- _Things to do_:
- a) In the horse racing report, why did Knight Salute have to overcome a 5lb penalty to win the Adonis Hurdle?
- b) Write the next part of the horse racing report, picking up after its final sentence.

=== Document text ===

The rivalry between Dubai and Riyadh is such that the failure of any of the Godolphin ten to win a race would have been regarded as a triumph on the ground for the home team. Rather than any of the more anticipated centres of success, the remaining four races open to the invaders all went to that upwardly-mobile source of big-race excellence that is Japan.

Two wins on the second day of the Breeders’ Cup with Marche Lorraine – sixth to Emblem Road on Saturday – and Loves Only You, who went on to win the Longines Hong Kong Cup in December, jolted many of us to their ever-expanding horizons.

But this was something on an altogether different scale. All four were ridden by Christophe Lemaire who, in the manner of all true international jockeys of the highest order, instantly knew how to handle this track. Three turf races opened the feast, Lemaire making all in two with a come from behind run in between. Then later, in the Turf sprint, he was back in making-all vein, completing an astonishing four-timer for this powerful racing nation.


There was some decent jump racing back home at the weekend and it was good to see Milton Harris winning the Adonis Hurdle at Kempton with the now unbeaten-in-five over timber, Knight Salute, who needed to overcome a 5lb penalty for his earlier two Graded wins.

Expensive recruits from the flat were easily brushed aside and while it might have been tight if the Gary Moore-trained Teddy Blue had jumped the last two flights better, Knight Salute looks the main domestic hope for the Triumph Hurdle against the Mullins/Elliott platoon.

=== Data provided ===

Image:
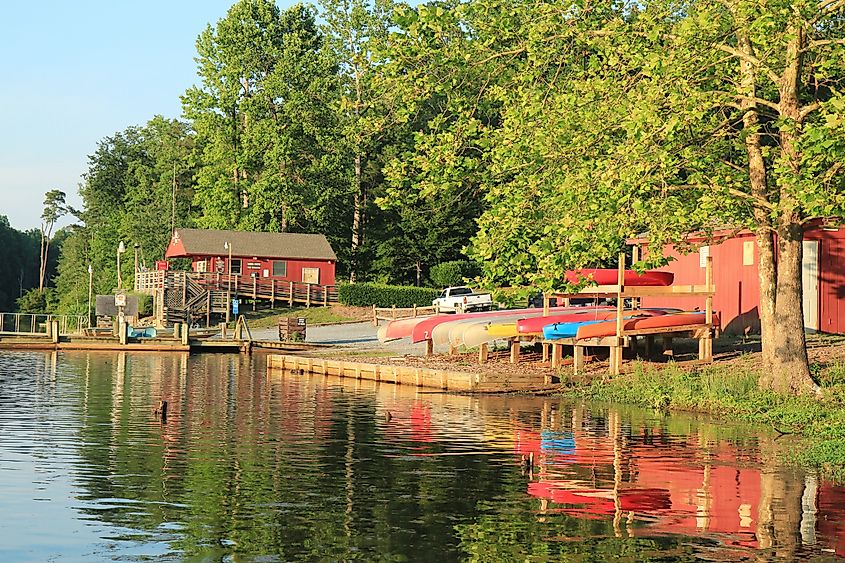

===

- _Answers given_:
- a) Knight Salute carried a 5lb penalty because of his two earlier Graded wins.

- b)
Staying chases were the other prime targets for owners and trainers, and both Newcastle’s Eider Chase and then Kempton’s Coral Handicap Chase were mopped up by the mop-haired (although he has trimmed it a shade!) Christian Williams.

Always a shrewdie in his riding days as a generally second-string jump jockey, he seems even more astute as a trainer. He says the plans for the multiple entries for these two valuable prizes were fixed months ago and they were rewarded when Win My Wings justified heavy support down to 11-2 favouritism at Newcastle. Cap Du Nord, 15 minutes later, with Williams – anxiously on course in the paddock at Sunbury - led home a stable one-two completed by Kitty’s Light.

The three Williams contributors collected almost £160,000. On what was the worst performance of his life Mandaloun “earned” £222,222 for finishing ninth in the world’s richest race.

For anyone waiting for news of Glen Again who now has been taken out twice so far when due to make his hurdles debut, I can tell you he has two possible entries later this week. Ian Williams has to choose between Ludlow on Thursday and Newbury the following day. At least the ground will not be heavy wherever he goes.